**WHAT YOU NEED TO DO:**
1. Answer these questions about the passage below on the Chitral succession, one line each:
(a) Where was Nizam ul-Mulk when Afzal ul-Mulk seized the mehtarship?
(b) What was the first thing Afzal did after proclaiming himself Mehtar?
(c) Who killed Afzal ul-Mulk?
2. Continue the account of the Chitral succession struggle below, picking up after its final sentence.

SELECTED PASSAGE Start Marker

However, with Aman ul-Mulks death, civil war erupted in Chitral. A three way struggle for succession ensued between two of his sons, Nizam ul-Mulk and Afzal ul-Mulk, and their uncle Sher Afzal. Having the fortune of being on the spot Afzal took control and proclaimed himself Mehtar. The first thing that Afzal did was to invite as many brothers as were within reach to a banquet where he murdered them.

Nizam ul-Mulk was away in Yasin, of which he was the governor under the Gilgit agency, when the mehtarship was seized by his brother Afzal ul-Mulk. Anxious to consolidate his power Afzal asked the British that an officer might be sent to reside permanently in Chitral. Before, however, any arrangements could be made he was killed, after a short reign of a few months, by his uncle Sher Afzal. Nizam ul-Mulk at once hurried to Chitral and succeeded in ousting Sher Afzal.

SELECTED PASSAGE End Marker
DATA EXCERPTS Start Marker

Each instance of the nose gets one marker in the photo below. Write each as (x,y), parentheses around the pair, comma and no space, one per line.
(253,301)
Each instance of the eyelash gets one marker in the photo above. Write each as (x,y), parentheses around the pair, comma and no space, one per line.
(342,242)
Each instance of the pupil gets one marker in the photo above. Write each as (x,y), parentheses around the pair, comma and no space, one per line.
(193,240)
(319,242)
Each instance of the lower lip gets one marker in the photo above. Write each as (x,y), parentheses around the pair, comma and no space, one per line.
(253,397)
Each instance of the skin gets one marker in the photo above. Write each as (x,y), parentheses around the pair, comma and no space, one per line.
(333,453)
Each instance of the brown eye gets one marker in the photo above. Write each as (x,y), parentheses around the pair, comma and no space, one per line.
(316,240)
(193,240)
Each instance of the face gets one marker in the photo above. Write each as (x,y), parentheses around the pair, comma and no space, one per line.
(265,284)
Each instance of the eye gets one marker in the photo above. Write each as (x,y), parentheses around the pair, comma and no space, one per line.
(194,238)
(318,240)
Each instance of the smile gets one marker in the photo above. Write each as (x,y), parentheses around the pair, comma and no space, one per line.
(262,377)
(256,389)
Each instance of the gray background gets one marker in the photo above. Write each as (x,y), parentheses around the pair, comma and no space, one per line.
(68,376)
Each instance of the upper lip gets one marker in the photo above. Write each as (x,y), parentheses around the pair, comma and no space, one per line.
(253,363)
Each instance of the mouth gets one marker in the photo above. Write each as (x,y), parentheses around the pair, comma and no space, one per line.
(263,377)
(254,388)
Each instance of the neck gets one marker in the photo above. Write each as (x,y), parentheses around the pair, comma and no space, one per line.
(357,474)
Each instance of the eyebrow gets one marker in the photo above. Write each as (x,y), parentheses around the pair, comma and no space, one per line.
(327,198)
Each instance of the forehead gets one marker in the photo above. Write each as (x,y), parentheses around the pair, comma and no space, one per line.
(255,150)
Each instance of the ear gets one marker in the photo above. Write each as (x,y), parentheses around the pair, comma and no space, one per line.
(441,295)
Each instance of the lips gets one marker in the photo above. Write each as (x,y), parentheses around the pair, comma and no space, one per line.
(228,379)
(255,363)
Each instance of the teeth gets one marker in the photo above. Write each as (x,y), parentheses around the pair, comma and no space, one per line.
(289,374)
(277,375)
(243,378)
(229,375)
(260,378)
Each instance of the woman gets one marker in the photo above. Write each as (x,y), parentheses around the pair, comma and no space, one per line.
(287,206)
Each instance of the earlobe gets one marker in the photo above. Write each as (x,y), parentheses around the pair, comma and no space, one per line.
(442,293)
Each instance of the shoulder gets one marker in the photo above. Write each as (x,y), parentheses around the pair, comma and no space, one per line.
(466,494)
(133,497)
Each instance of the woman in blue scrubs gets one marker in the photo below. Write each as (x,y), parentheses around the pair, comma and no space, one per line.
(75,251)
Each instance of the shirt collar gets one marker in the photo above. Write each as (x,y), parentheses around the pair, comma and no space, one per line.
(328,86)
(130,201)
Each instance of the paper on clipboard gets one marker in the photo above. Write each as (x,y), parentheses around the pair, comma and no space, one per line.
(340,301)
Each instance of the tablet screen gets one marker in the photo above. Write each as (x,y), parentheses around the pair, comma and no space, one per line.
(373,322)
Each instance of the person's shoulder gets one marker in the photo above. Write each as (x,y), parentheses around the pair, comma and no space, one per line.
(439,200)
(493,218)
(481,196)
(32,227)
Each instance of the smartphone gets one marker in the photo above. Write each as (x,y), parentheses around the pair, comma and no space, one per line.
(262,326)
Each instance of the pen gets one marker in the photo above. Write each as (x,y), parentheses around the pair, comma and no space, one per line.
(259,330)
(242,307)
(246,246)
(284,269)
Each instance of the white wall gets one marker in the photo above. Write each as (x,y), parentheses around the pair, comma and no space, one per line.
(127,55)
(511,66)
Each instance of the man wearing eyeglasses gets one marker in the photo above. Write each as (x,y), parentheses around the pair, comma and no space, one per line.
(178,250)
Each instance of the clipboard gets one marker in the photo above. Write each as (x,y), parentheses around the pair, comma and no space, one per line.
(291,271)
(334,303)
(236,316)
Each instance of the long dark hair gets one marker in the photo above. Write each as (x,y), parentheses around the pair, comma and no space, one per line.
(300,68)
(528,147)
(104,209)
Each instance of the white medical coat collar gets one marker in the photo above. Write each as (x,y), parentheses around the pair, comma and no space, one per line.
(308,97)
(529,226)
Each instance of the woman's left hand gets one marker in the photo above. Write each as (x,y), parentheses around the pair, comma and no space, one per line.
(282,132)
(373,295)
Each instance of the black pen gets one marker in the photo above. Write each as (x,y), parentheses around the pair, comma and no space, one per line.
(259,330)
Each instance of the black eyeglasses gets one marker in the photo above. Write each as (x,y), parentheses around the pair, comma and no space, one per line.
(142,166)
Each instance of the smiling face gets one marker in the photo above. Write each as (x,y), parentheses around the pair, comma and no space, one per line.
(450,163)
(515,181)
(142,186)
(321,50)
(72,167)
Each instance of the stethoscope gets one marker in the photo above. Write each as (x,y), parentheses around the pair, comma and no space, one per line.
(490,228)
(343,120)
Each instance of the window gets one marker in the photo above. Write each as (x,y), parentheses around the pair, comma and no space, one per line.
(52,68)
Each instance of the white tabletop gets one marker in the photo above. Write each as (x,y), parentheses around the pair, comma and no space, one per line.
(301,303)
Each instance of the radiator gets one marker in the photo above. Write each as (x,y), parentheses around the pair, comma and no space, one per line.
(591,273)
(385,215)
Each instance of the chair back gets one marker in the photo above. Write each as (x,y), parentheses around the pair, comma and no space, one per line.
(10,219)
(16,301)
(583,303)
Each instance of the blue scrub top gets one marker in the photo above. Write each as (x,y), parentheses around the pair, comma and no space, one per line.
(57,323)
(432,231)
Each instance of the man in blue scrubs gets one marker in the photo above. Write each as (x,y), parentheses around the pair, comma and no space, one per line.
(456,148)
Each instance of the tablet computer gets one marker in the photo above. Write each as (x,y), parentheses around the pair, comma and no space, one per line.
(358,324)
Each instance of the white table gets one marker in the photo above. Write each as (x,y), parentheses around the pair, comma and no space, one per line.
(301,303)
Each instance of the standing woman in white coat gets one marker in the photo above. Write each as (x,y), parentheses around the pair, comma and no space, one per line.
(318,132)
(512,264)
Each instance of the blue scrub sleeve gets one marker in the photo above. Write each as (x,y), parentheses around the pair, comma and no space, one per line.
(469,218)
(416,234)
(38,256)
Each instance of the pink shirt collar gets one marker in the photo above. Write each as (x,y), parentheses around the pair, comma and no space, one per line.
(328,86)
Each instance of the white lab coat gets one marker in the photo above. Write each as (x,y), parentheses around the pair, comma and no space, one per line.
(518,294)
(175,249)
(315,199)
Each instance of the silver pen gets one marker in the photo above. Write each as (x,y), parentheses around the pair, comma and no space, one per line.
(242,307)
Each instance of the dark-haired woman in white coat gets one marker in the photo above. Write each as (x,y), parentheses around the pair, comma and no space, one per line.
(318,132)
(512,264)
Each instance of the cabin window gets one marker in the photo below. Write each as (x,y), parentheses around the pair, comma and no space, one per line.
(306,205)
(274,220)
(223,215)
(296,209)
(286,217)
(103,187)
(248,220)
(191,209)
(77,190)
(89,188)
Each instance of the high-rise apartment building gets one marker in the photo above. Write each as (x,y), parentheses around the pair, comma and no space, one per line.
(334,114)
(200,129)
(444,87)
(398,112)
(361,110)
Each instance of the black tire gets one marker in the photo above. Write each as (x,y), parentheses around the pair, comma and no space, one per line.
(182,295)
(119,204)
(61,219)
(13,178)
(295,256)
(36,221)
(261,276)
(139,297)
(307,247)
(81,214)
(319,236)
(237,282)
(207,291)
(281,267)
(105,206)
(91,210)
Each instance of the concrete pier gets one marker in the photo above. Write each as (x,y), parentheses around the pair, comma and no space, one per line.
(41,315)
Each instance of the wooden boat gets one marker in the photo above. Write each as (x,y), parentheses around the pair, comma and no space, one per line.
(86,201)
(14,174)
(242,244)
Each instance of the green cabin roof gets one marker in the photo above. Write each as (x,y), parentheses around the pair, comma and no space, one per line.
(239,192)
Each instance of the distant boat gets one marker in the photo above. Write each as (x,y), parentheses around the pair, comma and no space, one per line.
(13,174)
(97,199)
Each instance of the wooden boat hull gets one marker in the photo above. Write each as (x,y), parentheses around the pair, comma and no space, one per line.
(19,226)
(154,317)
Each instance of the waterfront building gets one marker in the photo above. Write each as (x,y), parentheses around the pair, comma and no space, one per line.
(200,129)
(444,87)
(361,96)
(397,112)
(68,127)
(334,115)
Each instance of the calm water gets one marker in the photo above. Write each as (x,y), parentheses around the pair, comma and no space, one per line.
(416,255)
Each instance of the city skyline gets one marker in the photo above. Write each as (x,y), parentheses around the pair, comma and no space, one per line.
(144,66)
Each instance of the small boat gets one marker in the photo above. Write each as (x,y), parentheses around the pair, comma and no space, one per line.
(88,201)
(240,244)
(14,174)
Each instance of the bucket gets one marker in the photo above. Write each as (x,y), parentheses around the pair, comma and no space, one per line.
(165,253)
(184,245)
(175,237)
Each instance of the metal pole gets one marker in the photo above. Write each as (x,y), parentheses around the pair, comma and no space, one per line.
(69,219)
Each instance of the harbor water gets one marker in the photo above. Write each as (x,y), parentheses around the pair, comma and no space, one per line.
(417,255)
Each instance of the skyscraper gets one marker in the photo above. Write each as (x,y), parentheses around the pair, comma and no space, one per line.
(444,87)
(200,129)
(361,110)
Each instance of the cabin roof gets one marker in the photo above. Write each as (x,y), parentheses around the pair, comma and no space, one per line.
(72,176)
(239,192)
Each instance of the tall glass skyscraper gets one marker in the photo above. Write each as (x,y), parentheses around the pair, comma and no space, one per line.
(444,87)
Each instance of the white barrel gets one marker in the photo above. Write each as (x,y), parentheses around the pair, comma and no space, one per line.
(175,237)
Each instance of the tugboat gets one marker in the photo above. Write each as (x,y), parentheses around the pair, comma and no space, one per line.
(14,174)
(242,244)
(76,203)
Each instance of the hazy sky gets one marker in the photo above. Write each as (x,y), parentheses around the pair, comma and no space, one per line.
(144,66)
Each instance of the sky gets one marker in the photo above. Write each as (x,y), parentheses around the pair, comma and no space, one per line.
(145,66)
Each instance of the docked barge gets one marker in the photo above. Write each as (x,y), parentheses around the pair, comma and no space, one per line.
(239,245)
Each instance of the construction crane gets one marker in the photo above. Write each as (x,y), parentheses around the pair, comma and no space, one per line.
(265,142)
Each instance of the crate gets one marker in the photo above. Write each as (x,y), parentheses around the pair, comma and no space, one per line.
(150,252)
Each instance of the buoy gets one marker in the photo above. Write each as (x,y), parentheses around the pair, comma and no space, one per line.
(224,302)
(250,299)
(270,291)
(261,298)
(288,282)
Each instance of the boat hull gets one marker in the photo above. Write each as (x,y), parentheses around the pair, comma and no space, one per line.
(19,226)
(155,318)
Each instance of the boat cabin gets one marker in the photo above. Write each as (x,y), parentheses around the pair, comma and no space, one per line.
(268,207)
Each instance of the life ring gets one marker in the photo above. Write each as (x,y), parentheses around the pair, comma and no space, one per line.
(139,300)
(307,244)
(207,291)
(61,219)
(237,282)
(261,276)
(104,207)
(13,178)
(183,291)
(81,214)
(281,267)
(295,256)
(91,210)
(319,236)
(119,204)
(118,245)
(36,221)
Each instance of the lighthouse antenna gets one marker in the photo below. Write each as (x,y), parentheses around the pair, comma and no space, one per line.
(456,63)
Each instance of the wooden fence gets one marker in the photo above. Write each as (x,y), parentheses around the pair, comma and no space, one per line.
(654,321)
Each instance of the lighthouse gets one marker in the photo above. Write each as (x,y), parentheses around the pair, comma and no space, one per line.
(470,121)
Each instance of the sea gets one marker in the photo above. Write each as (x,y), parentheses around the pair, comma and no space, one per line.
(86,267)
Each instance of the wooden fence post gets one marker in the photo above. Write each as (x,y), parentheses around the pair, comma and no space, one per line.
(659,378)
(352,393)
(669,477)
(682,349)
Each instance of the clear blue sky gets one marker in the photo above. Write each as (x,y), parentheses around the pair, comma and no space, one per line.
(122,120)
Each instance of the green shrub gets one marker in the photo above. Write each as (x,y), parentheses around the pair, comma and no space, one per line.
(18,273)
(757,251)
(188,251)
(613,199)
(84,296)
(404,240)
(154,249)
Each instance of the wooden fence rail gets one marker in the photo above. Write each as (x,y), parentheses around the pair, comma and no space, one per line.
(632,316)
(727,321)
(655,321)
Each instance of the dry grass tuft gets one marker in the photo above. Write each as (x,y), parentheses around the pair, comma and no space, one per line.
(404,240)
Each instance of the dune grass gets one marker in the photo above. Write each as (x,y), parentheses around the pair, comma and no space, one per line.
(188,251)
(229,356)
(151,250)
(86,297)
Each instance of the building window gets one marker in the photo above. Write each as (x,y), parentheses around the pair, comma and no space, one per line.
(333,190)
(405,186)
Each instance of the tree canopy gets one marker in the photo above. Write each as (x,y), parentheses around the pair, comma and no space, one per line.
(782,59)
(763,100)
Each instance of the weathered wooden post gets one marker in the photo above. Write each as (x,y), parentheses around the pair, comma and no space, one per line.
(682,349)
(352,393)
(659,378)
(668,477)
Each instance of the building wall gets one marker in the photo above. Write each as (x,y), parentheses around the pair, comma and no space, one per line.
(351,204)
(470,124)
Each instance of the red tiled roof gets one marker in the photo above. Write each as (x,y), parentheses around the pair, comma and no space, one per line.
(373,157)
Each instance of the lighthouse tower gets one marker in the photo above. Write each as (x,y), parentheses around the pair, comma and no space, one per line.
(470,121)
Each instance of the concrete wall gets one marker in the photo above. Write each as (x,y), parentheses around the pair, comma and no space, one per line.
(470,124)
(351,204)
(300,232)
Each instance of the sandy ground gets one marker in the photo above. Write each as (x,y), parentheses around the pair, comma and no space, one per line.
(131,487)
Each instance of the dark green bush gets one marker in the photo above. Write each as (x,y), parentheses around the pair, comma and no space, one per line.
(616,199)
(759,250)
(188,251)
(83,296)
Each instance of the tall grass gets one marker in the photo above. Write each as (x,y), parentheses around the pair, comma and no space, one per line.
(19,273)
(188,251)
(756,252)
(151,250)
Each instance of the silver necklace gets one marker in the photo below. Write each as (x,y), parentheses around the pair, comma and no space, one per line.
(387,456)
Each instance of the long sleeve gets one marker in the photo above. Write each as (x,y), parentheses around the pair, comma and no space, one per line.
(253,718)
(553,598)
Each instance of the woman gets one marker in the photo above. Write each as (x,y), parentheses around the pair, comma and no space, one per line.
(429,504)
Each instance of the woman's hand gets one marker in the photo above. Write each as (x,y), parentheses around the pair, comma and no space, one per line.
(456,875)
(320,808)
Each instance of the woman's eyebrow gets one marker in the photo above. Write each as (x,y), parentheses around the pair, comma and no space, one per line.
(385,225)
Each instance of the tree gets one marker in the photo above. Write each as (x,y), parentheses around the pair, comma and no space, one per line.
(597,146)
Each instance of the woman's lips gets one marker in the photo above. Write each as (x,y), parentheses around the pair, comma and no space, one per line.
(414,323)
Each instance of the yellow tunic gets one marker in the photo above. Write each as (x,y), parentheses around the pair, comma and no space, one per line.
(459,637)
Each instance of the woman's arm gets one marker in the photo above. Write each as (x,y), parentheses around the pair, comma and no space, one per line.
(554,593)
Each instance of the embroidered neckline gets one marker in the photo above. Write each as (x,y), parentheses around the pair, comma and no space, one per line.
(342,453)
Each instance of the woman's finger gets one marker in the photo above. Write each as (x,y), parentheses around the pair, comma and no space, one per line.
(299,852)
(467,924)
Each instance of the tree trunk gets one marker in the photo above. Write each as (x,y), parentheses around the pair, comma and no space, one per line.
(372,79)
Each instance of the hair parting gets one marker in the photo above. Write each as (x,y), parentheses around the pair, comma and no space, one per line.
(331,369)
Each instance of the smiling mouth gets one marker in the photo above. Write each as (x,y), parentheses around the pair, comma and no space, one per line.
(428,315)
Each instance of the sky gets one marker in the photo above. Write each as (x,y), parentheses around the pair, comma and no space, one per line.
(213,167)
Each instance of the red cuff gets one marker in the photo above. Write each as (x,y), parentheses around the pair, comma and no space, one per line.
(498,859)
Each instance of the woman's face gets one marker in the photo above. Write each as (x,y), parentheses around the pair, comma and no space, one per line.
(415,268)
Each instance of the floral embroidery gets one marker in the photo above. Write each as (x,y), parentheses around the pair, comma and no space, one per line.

DATA EXCERPTS End Marker

**RESPONSES:**
1.
(a) In Yasin, where he was governor under the Gilgit agency.
(b) He invited as many brothers as were within reach to a banquet and murdered them there.
(c) His uncle, Sher Afzal.

2.
It was the landing of William of Orange on a reduced scale and with Cashmere troops instead of Dutch guards. Twelve hundred men sent by Sher Afzul to oppose him fled to his side. The avuncular usurper, realising that it might be dangerous to wait longer, fled to Afghanistan, as James II had fled to France, was received by the ruler with hospitality and carefully preserved as an element of future disorder.
— Winston Churchill

Nizam, like his brother, asked that a political officer might reside in Chitral territory, and Captain Youngshusband was accordingly sent to Mastuj. Later probably not feeling himself very secure Nizam urged for the headquarters of the residence political officer who happened at that time to be Lieutenant Gurdon, to be shifted from Mastuj to Chitral but while the question was still under determination the Mehtar was murdered by his brother Amir ul-Mulk. Amir demanded recondition from Lieutenant Gurdon who was acting as assistant political agent in Chitral. When Amir ul-Mulk came to him he very properly said that he had no power to grant recognition until instructed to do so by the Government of India but that in all probability he would be recognised.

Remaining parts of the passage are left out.